ABOUT THIS TASK =
Using the data that follows, give the number of lines where the string "palm" occurs, and nothing else.

(Point localization data)
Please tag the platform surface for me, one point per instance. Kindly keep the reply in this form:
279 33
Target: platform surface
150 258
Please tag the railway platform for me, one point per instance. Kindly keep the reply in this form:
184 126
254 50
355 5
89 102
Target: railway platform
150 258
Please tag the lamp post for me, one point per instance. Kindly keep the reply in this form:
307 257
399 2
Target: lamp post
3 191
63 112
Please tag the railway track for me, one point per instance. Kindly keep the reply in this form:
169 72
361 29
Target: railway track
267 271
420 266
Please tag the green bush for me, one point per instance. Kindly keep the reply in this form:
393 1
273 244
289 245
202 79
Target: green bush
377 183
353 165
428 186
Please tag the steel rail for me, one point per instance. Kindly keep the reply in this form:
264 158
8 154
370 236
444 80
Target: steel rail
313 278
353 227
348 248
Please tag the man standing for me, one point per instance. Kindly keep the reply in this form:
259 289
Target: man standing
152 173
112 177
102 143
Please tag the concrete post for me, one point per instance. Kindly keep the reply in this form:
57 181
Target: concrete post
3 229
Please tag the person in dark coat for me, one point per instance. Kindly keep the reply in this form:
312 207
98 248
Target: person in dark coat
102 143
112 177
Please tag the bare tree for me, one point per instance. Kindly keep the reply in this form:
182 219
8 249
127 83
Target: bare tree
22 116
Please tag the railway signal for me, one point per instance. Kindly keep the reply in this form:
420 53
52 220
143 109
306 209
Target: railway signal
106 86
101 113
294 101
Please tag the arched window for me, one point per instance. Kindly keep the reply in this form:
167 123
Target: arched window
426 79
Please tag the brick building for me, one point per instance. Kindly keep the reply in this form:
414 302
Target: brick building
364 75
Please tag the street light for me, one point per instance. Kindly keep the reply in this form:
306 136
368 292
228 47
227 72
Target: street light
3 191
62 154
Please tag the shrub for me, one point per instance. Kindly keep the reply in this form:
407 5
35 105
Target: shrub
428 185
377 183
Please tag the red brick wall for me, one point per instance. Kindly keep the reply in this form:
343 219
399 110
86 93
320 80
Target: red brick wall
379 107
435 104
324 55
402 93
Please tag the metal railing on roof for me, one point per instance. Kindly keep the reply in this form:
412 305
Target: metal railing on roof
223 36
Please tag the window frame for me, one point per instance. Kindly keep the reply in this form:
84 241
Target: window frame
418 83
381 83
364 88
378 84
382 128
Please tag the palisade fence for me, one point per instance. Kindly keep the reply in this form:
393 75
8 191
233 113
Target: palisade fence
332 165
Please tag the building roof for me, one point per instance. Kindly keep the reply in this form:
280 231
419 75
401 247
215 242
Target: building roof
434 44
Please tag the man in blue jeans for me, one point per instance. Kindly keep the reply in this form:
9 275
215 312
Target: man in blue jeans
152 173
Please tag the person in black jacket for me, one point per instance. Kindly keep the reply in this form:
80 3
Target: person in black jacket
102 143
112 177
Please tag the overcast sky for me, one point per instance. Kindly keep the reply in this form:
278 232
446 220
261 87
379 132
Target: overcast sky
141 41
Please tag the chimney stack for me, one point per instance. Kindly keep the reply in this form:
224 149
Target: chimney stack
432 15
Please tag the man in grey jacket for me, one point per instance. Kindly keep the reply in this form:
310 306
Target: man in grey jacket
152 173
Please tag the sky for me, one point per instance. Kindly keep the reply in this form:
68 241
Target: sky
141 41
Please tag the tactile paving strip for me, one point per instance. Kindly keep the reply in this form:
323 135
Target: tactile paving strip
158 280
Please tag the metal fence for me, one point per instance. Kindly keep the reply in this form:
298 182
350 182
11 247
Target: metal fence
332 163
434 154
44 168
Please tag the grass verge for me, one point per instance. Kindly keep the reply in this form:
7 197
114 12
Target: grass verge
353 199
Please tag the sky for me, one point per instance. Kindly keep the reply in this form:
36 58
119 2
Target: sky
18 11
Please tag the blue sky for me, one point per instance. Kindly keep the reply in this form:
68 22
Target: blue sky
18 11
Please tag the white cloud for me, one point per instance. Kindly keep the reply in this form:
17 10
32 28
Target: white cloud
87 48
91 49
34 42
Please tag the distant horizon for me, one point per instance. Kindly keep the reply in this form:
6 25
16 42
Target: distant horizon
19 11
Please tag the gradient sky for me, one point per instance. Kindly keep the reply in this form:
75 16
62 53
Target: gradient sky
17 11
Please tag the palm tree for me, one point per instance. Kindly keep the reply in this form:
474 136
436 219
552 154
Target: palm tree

ANSWER SECTION =
2